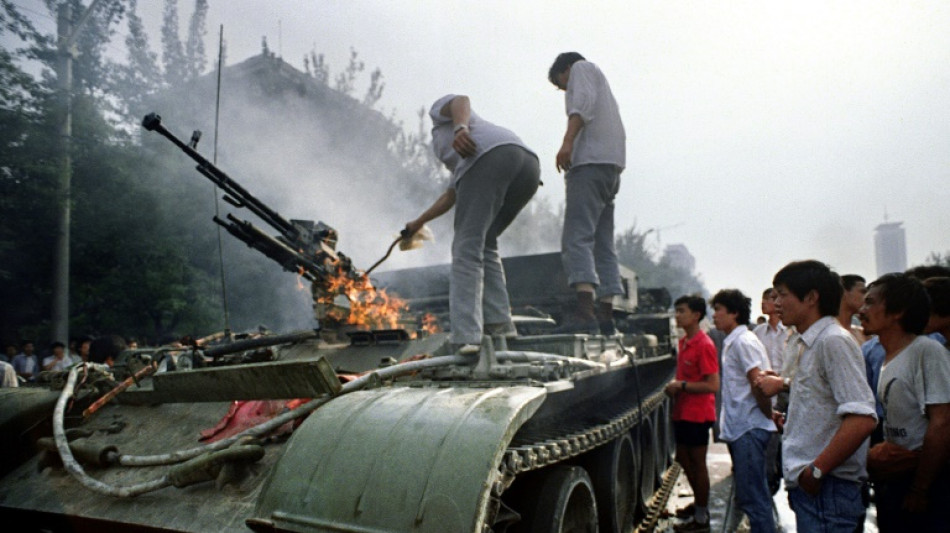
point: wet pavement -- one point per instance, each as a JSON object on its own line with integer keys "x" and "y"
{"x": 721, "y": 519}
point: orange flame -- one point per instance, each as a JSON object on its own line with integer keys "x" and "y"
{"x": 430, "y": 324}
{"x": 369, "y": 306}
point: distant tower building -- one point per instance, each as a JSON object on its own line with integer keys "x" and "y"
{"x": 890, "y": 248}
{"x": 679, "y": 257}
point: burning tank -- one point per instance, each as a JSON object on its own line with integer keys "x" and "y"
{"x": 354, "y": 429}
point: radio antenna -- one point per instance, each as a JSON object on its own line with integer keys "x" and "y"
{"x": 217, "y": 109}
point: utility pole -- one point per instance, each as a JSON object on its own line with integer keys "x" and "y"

EXERCISE GOAL: Rewrite every line of the rows above, requests included, but leave out the pictures. Scale each x and y coordinate in the answers by 0.75 and round to whole numbers, with halves rounding up.

ANSWER TO THE TASK:
point: wet pavement -- one point per instance, each as a JSON object on its own line with integer keys "x" and "y"
{"x": 541, "y": 389}
point: orange flame -- one point per instance, each as a JSON object on its own line with integer keys "x" and "y"
{"x": 323, "y": 243}
{"x": 277, "y": 230}
point: distant tower building -- one point per instance, each as a JSON object on its own line with integer keys "x" and "y"
{"x": 668, "y": 186}
{"x": 509, "y": 193}
point: burning tank -- one point per instance, each as a JSON object on its own line with integer keys "x" and "y"
{"x": 266, "y": 322}
point: radio antenna -- one point per instance, each as a JSON object on its own line with integer keys "x" and "y"
{"x": 163, "y": 82}
point: utility pole -- one point per instance, each as a JSON object on its own line with integer keys "x" and "y"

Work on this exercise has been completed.